## Goal 1
In the records, rewrite the part that opens with the line containing "floral painting canvas." and closes with the line containing "402;257;603;461", changing "Crowdworker" to "Annotator" and leaving everything else as it is. Return only those lines.

## Reading passage
For Clarity’s Sake

A) I’ve posted some images relative to my close encounter with a e-felony rap at flickr, of which I’ll link to a couple from here.

B) I’m in Nantucket, Massachusetts, not at my home in Illinois — and I don’t know whether Mass has different state law from Illinois (that’s one reason I asked). However you slice it, my police informant (so to speak) emphasized that this is a federal offense.

The Bench

C) The library was closed at the time, or else I’d have gone ahead in to finish my surfing.

D) The signal was open. I did not use super-h4x0r powers to defeat any form of encryption, protection, or enclosure. If there’s a law against defeating security features, I would understand that. I might not support such a law, depending on how it was written; such a law sounds to me like ill-advised defensive anti-geek legislation, but I would absolutely understand the notion of a law saying that I ought not be permitted to circumvent the library’s security measures if they wanted to prevent me from using their wireless.

## Listed records
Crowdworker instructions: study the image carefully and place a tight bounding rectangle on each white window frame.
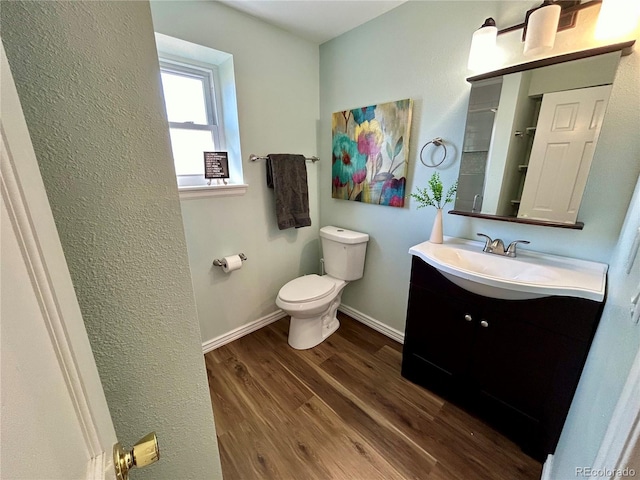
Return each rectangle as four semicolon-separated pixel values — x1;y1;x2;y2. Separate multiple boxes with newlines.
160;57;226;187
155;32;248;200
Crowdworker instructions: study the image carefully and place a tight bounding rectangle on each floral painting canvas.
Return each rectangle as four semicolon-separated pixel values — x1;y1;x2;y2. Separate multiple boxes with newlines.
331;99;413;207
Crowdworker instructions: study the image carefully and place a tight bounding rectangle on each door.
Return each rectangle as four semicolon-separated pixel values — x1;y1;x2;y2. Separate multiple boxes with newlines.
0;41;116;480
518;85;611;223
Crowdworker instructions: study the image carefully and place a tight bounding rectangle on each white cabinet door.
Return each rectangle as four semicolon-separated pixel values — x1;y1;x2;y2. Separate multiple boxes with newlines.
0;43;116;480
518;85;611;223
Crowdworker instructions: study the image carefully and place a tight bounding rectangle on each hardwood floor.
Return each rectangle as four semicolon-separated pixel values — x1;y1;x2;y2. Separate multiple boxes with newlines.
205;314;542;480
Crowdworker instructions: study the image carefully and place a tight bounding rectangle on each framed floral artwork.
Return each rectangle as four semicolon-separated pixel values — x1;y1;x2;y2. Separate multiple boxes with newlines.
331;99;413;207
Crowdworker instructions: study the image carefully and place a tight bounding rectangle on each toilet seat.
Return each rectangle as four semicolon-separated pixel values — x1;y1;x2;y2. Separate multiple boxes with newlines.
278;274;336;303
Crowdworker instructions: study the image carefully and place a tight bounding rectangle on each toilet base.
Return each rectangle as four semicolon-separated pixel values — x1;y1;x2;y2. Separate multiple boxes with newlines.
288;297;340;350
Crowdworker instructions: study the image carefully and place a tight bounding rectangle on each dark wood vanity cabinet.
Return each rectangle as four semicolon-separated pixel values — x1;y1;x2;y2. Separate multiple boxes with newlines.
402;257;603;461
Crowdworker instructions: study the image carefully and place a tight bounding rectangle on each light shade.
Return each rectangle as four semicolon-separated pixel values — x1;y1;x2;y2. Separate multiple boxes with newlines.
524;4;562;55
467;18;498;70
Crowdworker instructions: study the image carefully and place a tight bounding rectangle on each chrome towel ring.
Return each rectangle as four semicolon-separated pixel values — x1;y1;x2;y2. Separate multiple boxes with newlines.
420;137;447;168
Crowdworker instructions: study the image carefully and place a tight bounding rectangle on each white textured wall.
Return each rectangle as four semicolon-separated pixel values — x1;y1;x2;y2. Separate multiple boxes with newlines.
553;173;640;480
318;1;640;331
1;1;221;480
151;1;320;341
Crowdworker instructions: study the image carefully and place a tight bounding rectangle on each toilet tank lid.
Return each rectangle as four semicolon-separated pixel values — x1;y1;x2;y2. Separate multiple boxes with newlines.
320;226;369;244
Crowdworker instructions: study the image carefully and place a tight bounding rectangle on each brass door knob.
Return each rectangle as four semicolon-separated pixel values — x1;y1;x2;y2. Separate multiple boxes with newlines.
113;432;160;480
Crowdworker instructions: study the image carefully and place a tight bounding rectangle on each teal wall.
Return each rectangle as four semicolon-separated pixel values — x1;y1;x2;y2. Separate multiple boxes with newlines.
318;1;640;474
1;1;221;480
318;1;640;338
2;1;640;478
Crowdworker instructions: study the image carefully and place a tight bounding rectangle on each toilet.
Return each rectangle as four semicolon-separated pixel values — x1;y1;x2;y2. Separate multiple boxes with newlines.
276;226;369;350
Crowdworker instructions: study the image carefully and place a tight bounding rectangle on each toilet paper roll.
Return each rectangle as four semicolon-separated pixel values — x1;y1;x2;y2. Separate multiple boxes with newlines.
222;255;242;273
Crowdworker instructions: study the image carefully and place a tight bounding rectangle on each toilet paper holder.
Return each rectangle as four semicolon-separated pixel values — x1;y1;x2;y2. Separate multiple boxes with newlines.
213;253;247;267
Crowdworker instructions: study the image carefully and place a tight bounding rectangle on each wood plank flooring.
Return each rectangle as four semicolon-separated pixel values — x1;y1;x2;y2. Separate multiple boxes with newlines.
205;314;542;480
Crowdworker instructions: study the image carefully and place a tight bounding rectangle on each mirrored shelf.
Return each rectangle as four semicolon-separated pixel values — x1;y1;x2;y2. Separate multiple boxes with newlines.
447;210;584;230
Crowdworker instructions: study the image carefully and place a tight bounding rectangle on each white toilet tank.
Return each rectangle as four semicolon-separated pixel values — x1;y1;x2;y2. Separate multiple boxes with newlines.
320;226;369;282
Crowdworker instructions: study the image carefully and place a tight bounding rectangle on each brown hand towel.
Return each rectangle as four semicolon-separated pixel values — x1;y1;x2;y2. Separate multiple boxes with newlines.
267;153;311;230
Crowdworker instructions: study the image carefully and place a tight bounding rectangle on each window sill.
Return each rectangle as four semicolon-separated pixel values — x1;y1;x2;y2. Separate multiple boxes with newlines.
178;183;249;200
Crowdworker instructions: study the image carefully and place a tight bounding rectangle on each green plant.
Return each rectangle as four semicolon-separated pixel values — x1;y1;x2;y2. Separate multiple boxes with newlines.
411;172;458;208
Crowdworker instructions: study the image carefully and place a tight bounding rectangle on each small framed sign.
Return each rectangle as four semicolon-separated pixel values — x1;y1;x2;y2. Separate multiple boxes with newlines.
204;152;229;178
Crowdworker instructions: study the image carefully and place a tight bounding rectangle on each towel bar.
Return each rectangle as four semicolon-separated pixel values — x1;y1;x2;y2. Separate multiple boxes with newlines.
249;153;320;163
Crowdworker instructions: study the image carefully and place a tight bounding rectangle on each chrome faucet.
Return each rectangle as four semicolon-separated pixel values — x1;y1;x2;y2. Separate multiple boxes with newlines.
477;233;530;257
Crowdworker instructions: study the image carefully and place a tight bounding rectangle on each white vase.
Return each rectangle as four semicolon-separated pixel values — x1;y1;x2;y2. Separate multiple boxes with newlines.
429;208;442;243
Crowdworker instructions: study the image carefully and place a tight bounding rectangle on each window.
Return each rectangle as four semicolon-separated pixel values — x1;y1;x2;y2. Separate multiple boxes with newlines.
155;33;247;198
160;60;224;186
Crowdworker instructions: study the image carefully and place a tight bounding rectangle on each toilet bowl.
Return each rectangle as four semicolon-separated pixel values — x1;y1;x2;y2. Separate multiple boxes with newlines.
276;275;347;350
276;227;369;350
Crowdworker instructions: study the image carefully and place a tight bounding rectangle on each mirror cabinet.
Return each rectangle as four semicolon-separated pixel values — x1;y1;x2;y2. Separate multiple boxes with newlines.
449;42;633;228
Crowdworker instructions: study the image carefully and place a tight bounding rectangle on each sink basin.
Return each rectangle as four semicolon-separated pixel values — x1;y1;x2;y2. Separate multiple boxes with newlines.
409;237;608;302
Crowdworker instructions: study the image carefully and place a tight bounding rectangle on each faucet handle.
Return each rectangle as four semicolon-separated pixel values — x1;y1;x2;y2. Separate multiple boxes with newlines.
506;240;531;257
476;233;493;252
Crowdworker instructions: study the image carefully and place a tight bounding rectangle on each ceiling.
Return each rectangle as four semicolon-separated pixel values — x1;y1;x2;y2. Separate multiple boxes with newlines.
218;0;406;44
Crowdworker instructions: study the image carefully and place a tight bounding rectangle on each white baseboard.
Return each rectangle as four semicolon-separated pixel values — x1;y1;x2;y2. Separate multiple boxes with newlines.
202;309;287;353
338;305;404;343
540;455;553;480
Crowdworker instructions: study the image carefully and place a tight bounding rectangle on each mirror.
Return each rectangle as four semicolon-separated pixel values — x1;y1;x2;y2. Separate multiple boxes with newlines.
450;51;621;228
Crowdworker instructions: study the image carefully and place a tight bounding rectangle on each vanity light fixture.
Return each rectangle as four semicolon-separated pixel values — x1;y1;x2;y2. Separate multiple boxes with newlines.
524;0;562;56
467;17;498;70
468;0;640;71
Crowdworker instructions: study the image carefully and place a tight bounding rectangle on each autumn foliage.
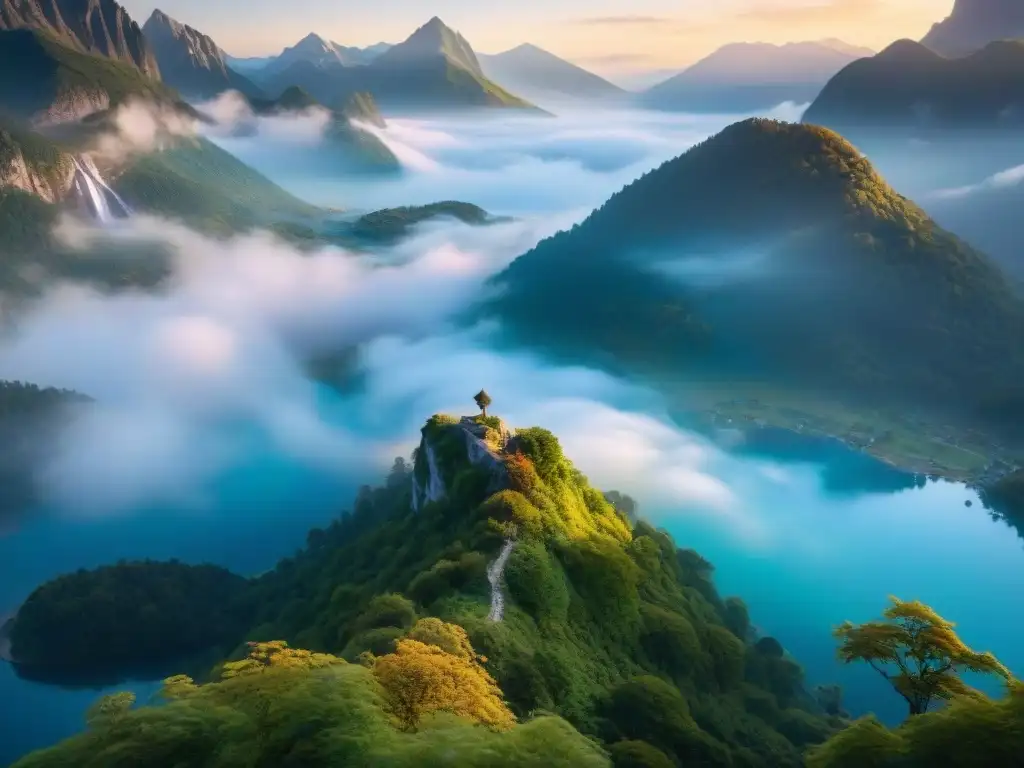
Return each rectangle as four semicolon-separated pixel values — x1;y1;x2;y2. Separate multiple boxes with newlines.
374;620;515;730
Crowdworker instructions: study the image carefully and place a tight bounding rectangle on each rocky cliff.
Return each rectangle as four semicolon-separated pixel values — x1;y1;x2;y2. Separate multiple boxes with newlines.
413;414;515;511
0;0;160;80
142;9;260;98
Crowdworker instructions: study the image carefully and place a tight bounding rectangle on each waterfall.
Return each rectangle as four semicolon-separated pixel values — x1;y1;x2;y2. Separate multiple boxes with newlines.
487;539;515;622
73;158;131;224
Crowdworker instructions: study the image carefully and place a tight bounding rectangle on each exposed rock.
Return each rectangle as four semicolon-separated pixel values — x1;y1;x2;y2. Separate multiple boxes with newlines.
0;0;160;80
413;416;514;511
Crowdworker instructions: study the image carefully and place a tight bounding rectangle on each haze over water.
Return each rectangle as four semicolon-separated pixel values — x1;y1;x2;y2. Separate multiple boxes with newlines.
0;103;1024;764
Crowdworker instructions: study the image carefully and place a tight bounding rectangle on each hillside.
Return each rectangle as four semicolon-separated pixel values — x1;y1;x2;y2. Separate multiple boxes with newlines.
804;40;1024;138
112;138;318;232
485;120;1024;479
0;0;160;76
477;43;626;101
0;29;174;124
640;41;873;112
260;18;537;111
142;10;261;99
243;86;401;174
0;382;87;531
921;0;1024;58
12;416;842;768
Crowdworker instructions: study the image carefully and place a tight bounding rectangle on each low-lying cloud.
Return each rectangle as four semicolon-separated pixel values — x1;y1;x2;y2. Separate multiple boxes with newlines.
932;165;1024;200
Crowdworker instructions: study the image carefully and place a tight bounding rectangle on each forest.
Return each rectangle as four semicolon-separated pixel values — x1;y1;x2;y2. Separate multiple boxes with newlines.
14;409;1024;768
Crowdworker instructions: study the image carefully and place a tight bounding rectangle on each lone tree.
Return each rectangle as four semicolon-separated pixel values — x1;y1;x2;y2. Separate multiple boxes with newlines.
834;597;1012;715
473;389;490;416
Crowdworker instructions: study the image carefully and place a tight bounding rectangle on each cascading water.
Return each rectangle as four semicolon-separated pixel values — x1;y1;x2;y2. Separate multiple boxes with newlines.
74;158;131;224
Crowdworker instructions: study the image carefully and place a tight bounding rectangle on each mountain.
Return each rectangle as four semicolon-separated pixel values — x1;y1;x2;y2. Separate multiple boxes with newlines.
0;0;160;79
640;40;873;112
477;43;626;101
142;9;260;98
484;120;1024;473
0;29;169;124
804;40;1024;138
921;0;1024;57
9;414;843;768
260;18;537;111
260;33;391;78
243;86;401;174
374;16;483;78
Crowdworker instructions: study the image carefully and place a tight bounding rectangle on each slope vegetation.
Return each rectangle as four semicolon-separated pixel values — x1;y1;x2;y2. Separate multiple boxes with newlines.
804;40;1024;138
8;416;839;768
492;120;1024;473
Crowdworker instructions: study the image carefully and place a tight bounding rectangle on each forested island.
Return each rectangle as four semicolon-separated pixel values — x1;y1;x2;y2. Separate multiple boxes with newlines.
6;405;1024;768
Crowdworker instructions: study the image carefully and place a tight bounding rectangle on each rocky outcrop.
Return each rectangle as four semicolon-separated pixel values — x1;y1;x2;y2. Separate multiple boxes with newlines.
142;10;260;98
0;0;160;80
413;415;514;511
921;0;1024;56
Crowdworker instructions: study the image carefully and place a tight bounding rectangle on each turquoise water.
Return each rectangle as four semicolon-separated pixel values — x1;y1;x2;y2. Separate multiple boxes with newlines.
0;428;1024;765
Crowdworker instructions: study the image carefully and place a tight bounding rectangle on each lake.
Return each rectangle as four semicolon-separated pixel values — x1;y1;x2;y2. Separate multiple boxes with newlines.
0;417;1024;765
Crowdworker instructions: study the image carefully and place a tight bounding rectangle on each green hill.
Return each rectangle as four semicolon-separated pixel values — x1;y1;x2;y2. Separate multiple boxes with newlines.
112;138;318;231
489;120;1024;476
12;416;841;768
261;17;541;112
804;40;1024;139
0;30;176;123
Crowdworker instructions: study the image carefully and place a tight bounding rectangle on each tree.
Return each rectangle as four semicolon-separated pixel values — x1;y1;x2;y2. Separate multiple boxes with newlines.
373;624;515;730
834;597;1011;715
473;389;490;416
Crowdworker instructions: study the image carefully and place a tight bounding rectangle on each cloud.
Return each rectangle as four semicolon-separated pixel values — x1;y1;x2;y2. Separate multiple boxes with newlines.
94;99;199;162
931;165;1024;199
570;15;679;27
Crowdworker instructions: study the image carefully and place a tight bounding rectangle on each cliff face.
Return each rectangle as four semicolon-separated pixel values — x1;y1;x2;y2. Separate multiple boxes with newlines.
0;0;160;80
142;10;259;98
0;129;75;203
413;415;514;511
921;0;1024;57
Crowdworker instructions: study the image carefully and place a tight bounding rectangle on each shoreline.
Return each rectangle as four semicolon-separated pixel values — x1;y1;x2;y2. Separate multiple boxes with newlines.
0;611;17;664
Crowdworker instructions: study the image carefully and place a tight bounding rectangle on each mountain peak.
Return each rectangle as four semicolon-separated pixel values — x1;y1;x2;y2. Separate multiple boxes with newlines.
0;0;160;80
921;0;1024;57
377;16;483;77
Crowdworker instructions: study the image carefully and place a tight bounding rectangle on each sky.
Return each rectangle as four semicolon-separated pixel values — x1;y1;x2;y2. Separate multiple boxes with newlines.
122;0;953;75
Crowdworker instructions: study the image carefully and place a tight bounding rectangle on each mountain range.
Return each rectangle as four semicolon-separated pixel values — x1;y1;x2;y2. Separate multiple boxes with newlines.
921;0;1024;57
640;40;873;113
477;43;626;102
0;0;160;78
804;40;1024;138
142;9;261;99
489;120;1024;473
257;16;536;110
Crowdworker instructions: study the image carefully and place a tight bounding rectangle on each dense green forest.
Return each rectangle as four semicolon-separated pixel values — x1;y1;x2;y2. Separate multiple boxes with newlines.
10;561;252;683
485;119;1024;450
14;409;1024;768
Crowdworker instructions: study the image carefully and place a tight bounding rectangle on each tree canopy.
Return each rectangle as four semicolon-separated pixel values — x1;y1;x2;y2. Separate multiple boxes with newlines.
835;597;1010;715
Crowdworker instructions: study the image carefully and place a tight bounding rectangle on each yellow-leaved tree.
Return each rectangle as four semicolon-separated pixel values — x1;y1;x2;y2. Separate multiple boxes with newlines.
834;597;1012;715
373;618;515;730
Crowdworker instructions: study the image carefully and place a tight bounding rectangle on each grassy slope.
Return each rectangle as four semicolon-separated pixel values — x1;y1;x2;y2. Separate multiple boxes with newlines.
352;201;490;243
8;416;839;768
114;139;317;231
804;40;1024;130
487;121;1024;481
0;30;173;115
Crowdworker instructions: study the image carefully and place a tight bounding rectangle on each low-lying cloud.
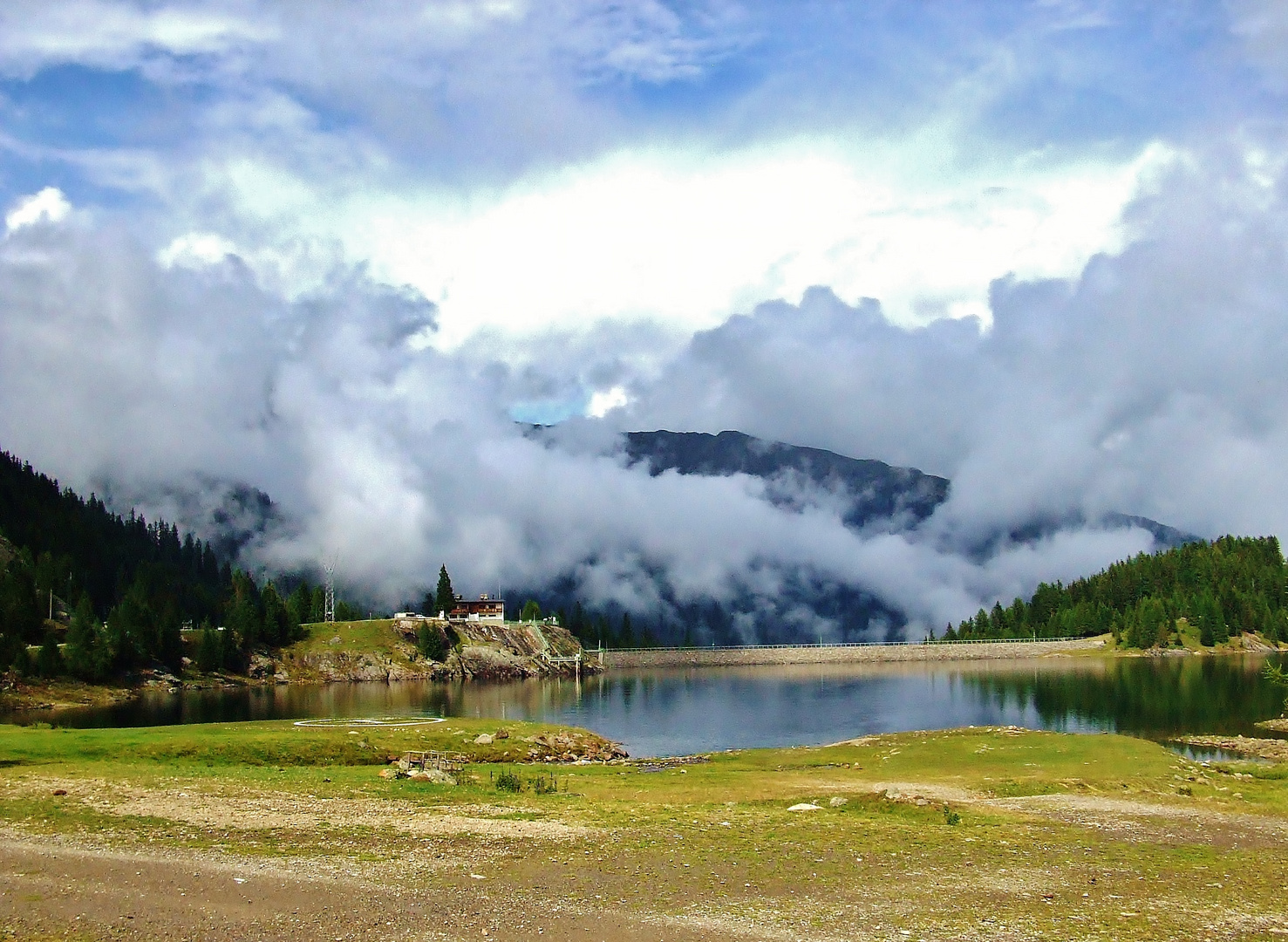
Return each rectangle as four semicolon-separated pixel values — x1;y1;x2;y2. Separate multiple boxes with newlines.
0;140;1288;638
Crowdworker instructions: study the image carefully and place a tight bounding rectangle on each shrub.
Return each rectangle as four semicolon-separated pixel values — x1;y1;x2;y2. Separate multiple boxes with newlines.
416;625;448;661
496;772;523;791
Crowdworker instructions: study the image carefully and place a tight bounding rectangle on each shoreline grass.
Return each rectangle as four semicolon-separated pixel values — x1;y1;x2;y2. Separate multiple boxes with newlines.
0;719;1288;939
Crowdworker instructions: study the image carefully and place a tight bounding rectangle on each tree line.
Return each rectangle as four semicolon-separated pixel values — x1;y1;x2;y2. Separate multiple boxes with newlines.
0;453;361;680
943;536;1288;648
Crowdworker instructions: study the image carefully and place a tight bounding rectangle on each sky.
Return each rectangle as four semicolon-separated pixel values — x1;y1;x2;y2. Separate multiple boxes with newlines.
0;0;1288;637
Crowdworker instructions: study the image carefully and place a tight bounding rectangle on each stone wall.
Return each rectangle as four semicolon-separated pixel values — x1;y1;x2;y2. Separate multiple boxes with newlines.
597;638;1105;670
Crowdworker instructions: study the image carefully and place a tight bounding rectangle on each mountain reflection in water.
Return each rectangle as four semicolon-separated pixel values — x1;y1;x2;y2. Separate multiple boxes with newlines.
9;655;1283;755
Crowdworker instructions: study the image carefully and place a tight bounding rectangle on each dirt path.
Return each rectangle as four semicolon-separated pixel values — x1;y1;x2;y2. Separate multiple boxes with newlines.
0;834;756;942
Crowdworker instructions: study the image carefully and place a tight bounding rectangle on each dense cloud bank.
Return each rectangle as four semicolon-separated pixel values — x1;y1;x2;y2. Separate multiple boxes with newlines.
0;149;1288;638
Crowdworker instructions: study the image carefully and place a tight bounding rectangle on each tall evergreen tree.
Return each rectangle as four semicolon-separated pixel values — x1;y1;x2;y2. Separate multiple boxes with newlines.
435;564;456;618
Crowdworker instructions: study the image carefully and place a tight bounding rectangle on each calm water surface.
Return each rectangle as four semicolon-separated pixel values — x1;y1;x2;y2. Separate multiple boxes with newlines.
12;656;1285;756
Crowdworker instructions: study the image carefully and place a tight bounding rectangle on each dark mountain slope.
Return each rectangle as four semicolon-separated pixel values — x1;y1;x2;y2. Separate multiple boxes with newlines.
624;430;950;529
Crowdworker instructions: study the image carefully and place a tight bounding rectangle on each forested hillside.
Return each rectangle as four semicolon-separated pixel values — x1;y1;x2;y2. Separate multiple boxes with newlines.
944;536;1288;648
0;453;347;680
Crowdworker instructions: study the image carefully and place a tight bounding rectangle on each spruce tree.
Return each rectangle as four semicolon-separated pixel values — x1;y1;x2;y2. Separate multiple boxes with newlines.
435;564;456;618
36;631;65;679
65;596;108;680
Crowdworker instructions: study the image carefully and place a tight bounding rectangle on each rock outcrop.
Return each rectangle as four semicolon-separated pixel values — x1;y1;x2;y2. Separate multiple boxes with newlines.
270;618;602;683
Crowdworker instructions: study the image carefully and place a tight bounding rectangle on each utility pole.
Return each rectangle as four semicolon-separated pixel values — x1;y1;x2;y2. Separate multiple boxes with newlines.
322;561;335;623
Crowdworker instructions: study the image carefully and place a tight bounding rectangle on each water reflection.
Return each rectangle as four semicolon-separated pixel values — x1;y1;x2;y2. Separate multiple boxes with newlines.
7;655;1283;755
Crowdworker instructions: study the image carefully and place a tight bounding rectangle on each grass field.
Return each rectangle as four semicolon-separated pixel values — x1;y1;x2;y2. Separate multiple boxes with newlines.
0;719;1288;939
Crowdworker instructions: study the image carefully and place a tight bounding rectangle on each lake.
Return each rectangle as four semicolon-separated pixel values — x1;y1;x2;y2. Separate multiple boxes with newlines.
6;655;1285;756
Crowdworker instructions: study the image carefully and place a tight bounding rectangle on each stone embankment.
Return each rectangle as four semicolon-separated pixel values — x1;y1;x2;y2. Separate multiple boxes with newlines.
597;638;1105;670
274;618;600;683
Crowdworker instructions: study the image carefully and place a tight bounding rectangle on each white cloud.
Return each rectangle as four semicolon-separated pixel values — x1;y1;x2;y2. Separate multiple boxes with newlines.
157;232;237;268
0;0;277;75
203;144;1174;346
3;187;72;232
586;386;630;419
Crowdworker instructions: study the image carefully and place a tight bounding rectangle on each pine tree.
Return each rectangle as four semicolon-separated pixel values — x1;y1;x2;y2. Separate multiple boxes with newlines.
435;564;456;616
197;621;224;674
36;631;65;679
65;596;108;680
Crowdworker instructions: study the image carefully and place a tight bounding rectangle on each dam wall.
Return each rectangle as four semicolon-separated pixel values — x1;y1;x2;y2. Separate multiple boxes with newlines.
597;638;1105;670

## Goal 2
List each U.S. place named in the post about using the library's open wireless signal, giving each place only once.

## Reply 1
Annotator instructions: study the image carefully and place a tight bounding rectangle on each floral painting canvas.
Return each rectangle as four semicolon-separated pixel values — x1;y1;x2;y2. Separate multiple boxes with newlines.
331;99;413;207
Annotator instructions: study the image carefully and place a tight bounding rectangle on each door.
Return each rectangle as four semicolon-separated pixel values — x1;y1;x2;y2. Separate multiple boxes with newlines.
0;41;116;480
518;85;611;223
Annotator instructions: study the image carefully and place a tight bounding rectangle on each white cabinet door.
Return each rectangle as four semicolon-separated pixel values — x1;y1;x2;y2. Separate multiple boxes with newlines.
0;43;116;480
518;85;611;223
Annotator instructions: study the image carefully and place a tight bounding rectangle on each hardwood floor.
Return each rectangle as four semicolon-separated pixel values — x1;y1;x2;y2. Separate multiple boxes with newlines.
205;314;542;480
Annotator instructions: study the image carefully and place a tight bounding rectangle on each framed floral artwork.
Return each rectangle as four semicolon-separated pixel values — x1;y1;x2;y2. Separate multiple boxes with newlines.
331;99;413;207
Annotator instructions: study the image carefully and place a tight bounding rectangle on each toilet seat.
Return each rectangle as four semicolon-separated pixel values — x1;y1;x2;y2. Separate multiple boxes with newlines.
278;274;336;303
Annotator instructions: study the image carefully and place a tight bounding rectangle on each toilet base.
Return each rectangle as four semicolon-separated pixel values — x1;y1;x2;y2. Separate multiple boxes with newlines.
288;297;340;350
Annotator instructions: study the image carefully and place a tight bounding rectangle on each dark wood vanity cabinet.
Return each rectangle as four semicolon-separated pixel values — x1;y1;x2;y2. Separate multiple boxes with newlines.
402;257;603;461

## Reply 2
Nantucket
Massachusetts
Illinois